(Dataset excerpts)
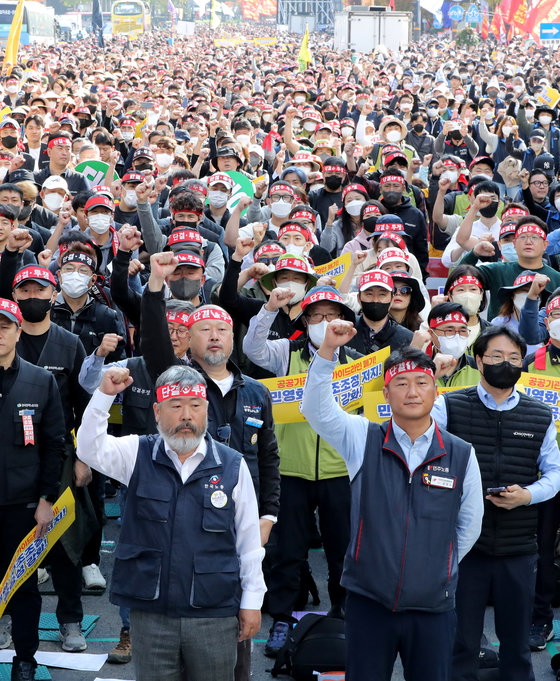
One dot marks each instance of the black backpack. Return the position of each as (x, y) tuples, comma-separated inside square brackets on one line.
[(316, 644)]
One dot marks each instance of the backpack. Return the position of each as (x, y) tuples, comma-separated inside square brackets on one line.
[(316, 644)]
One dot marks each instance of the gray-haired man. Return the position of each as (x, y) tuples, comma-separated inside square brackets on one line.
[(188, 563)]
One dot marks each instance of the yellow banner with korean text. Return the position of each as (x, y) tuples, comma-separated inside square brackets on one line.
[(336, 268), (31, 550), (546, 389), (351, 383)]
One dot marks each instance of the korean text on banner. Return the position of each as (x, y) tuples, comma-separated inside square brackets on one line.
[(31, 551), (336, 268), (350, 384)]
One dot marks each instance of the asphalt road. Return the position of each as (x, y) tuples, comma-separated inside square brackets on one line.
[(105, 634)]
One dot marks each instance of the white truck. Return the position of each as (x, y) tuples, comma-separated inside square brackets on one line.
[(364, 28)]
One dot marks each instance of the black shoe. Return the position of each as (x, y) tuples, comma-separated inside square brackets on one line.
[(539, 636), (23, 671)]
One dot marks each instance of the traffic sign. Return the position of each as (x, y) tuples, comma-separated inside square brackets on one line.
[(456, 13), (473, 16), (550, 31)]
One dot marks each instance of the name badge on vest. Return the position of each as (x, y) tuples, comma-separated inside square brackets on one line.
[(439, 481), (28, 434)]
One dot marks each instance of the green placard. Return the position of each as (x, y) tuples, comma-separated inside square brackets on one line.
[(94, 171)]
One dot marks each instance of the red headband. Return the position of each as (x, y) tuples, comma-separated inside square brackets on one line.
[(211, 312), (451, 318), (168, 392), (59, 142), (371, 210), (466, 279), (531, 229), (554, 303), (178, 318), (392, 178), (269, 249), (406, 367)]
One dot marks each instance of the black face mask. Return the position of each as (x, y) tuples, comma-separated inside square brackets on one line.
[(375, 312), (391, 198), (34, 310), (9, 141), (502, 376), (183, 289), (369, 224), (490, 210), (333, 182)]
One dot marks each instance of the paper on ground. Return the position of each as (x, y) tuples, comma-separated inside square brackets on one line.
[(82, 662)]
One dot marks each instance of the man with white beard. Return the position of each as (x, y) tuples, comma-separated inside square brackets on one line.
[(188, 562)]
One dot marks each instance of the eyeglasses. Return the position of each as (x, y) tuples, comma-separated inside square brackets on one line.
[(499, 357), (179, 332), (403, 290), (317, 317), (449, 333)]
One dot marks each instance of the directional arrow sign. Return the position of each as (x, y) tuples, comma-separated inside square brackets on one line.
[(456, 13), (550, 31)]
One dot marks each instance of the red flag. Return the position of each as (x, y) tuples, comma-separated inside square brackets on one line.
[(484, 29)]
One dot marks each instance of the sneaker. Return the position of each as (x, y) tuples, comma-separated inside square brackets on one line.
[(539, 636), (93, 579), (42, 576), (73, 641), (278, 635), (122, 652), (23, 671), (5, 632)]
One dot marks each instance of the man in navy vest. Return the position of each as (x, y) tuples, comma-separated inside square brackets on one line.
[(188, 562), (416, 511)]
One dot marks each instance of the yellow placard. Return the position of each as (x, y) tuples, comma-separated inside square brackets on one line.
[(351, 382), (31, 551), (336, 268), (549, 97)]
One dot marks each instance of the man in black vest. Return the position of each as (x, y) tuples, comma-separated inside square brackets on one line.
[(28, 396), (416, 511), (188, 563), (514, 437)]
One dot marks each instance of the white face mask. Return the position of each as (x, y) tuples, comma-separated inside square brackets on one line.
[(53, 201), (74, 284), (99, 223), (281, 209), (294, 249), (164, 160), (519, 299), (469, 300), (217, 199), (393, 136), (554, 329), (454, 346), (452, 175), (317, 332), (130, 198), (295, 287), (353, 208)]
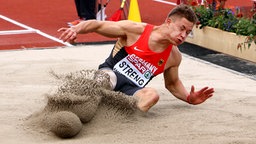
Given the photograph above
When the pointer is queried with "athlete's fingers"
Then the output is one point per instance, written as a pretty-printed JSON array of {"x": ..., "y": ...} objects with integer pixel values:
[
  {"x": 62, "y": 29},
  {"x": 209, "y": 91}
]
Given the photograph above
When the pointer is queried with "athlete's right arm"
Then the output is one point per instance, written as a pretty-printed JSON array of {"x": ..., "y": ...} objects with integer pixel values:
[{"x": 105, "y": 28}]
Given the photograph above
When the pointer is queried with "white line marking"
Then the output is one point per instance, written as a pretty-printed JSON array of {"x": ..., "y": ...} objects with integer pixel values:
[
  {"x": 166, "y": 2},
  {"x": 37, "y": 31},
  {"x": 10, "y": 32}
]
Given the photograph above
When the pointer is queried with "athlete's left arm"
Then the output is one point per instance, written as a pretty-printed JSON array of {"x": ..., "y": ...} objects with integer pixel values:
[{"x": 176, "y": 87}]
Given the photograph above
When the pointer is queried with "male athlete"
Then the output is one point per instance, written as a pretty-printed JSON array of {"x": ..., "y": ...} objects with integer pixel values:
[{"x": 144, "y": 51}]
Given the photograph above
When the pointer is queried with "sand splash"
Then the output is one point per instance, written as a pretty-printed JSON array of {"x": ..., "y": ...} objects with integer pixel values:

◆ PROBLEM TO SOLVE
The word "pointer" may appear in lines of the entries. State how many lines hold it, as a number alone.

◆ OUTPUT
6